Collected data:
▼

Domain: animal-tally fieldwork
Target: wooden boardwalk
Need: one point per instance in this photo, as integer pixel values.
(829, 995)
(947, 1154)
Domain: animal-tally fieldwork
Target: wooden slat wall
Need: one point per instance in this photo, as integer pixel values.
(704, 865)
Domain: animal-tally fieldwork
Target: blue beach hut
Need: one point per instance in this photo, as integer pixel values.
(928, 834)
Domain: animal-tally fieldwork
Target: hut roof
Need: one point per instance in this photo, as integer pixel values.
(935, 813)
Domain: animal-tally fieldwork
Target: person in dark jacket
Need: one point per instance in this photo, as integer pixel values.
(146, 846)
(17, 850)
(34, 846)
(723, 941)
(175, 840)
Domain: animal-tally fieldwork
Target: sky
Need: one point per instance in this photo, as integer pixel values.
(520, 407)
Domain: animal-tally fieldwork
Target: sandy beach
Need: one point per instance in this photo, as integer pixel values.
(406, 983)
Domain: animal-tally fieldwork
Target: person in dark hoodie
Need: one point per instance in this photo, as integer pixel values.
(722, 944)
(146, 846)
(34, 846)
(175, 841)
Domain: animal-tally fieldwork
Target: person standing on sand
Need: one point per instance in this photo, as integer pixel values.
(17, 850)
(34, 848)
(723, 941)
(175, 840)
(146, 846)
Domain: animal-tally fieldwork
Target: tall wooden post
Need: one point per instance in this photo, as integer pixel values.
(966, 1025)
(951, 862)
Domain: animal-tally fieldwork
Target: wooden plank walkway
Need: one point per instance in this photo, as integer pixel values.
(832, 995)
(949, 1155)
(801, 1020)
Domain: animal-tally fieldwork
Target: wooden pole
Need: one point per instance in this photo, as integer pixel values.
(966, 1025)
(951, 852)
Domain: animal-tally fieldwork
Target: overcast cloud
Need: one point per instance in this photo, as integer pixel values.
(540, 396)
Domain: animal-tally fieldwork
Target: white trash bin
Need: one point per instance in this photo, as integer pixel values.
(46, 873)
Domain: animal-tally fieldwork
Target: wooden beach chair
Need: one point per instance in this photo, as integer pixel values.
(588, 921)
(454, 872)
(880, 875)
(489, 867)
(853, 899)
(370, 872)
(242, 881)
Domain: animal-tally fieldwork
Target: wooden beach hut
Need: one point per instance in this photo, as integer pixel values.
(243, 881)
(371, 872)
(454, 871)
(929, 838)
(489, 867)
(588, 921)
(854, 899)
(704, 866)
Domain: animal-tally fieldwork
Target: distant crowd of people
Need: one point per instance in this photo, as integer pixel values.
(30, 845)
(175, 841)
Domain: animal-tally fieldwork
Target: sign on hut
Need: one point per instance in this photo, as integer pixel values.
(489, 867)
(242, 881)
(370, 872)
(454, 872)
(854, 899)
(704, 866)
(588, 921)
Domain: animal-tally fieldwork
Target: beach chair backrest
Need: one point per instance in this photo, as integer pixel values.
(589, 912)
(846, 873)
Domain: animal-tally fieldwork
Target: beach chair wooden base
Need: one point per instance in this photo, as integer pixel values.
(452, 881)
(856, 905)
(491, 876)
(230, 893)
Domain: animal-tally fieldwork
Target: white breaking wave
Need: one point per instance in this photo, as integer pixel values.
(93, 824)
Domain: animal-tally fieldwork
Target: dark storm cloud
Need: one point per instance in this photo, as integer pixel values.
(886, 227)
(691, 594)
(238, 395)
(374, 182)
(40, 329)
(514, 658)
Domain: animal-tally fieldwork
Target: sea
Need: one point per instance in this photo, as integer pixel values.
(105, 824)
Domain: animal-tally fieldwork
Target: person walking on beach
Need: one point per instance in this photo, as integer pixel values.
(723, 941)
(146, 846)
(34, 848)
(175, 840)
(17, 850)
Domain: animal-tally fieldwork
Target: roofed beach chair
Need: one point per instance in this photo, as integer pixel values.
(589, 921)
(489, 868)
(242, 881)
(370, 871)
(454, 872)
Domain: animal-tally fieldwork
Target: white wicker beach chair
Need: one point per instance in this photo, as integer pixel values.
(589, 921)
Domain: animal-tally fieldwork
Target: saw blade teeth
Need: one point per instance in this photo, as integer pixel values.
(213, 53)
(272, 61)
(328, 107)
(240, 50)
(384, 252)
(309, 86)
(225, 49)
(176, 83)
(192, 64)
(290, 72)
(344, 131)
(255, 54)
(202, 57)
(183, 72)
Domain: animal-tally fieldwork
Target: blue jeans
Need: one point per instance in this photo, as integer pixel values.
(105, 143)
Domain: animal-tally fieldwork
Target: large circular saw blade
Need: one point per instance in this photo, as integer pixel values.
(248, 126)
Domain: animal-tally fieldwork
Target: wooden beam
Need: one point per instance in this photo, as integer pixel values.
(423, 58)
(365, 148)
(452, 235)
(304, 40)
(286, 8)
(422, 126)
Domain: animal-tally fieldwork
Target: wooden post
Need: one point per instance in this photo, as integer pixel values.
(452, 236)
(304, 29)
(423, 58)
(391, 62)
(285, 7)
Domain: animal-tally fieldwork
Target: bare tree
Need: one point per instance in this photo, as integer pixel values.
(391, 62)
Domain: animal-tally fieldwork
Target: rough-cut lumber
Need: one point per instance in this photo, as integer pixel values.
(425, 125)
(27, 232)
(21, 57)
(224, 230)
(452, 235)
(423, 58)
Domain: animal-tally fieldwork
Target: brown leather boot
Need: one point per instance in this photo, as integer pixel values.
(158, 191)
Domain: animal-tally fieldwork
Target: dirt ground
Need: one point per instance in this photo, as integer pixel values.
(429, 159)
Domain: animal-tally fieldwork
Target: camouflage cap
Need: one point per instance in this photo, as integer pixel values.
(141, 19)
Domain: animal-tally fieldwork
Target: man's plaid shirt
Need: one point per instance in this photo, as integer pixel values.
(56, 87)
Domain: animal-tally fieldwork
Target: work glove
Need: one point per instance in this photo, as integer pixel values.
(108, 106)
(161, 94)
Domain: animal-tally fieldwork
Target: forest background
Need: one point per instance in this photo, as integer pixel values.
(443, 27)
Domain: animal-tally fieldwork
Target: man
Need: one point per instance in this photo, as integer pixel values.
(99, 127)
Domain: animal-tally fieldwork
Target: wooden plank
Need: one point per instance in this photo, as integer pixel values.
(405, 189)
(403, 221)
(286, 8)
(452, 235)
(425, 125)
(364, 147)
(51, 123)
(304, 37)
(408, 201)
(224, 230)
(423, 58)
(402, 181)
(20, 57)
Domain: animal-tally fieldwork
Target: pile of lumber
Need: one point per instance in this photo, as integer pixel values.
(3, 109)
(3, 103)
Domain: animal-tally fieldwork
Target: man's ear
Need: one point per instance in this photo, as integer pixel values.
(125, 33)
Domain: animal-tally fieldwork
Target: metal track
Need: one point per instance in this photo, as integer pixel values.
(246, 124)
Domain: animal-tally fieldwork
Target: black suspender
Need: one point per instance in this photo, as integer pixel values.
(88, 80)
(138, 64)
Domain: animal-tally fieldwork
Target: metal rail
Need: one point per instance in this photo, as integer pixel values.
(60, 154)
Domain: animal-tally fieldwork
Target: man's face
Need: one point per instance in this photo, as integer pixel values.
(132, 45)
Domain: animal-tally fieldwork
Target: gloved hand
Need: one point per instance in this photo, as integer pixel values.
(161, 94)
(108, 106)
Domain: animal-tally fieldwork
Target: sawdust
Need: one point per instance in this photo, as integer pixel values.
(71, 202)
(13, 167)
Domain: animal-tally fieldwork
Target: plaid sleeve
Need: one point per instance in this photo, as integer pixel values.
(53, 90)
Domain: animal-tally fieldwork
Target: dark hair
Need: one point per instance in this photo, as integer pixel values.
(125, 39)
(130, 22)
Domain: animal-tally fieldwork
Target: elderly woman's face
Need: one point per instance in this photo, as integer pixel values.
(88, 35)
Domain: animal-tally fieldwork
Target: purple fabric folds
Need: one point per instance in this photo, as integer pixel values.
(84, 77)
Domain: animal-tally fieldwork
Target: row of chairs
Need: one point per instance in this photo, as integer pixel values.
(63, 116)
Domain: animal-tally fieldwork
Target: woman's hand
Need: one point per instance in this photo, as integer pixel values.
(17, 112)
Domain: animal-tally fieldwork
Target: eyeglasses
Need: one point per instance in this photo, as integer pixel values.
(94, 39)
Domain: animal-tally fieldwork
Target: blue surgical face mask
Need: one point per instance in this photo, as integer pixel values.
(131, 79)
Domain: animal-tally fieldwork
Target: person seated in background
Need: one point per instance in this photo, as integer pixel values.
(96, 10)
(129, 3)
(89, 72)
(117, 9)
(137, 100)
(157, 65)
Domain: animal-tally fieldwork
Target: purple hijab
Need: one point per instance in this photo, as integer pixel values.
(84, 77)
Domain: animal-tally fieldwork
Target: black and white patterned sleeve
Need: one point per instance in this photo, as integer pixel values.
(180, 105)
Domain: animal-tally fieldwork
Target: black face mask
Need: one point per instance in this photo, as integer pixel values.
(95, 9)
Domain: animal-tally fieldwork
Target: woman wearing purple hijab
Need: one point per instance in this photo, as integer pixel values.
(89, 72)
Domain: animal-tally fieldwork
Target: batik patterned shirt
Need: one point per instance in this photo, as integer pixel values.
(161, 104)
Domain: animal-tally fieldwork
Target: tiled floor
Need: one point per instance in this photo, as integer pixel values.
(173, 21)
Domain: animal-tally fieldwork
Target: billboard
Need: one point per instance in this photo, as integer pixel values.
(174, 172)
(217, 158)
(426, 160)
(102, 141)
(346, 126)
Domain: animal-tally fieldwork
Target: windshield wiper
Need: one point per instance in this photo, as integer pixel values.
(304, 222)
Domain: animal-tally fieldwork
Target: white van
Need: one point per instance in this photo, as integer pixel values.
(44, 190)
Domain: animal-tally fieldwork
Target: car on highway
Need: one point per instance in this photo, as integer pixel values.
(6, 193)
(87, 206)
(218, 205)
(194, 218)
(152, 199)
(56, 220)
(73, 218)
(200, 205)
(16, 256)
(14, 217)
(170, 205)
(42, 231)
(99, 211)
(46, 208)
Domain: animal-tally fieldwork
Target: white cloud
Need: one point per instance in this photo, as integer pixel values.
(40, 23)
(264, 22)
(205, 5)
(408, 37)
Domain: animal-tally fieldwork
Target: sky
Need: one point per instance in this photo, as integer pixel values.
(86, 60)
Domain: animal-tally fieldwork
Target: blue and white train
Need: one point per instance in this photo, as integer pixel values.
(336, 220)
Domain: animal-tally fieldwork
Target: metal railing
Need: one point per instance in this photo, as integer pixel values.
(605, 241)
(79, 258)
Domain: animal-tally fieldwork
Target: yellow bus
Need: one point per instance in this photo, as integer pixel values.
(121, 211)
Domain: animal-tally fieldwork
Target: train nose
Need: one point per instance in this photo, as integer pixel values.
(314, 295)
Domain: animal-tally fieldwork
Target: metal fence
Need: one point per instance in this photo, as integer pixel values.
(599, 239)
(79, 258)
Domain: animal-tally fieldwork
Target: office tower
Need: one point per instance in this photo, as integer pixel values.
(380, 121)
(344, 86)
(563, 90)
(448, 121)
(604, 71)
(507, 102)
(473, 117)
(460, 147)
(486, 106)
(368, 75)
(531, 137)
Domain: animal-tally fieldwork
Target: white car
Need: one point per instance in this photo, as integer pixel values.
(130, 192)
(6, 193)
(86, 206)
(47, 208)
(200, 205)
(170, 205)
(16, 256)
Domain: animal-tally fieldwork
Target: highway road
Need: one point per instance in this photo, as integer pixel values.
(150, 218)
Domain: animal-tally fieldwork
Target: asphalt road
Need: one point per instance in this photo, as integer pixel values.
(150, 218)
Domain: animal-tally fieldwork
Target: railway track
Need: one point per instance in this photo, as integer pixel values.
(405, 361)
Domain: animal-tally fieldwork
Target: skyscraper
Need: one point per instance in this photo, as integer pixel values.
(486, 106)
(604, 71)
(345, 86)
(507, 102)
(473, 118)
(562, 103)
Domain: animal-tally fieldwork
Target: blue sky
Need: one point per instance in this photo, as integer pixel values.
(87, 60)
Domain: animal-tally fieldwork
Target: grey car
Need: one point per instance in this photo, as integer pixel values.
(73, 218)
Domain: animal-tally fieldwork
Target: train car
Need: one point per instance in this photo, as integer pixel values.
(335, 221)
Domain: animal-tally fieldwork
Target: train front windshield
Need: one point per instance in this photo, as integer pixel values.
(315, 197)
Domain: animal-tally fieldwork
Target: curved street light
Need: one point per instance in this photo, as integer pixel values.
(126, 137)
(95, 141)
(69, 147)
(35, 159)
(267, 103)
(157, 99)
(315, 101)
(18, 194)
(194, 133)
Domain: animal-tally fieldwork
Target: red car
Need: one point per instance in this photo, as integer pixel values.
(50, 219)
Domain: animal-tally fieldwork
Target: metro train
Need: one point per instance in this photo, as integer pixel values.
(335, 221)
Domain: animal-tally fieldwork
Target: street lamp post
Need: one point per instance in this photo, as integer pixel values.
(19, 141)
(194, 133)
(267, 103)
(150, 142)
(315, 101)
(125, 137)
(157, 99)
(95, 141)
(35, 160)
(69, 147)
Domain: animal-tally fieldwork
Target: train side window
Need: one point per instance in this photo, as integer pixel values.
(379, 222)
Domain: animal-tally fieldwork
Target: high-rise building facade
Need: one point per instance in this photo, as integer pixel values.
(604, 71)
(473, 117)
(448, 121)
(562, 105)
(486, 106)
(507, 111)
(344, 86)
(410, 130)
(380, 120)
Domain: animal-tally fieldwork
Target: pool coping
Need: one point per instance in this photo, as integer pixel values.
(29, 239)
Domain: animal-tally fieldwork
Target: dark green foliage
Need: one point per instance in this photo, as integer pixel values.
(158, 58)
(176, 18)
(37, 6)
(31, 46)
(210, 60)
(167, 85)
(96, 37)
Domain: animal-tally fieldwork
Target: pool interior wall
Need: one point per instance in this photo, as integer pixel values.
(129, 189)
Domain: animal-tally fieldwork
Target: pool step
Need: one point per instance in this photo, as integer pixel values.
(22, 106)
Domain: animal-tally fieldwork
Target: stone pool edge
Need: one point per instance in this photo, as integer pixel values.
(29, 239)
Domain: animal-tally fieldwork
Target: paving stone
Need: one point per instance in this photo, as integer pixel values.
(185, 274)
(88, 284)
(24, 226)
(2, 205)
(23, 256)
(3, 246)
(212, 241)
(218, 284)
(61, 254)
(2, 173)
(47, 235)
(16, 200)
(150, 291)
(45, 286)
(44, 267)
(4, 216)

▲

### What is needed
Find the number of lines in the data above that contain "face". Please give that number alone.

### Solution to this problem
4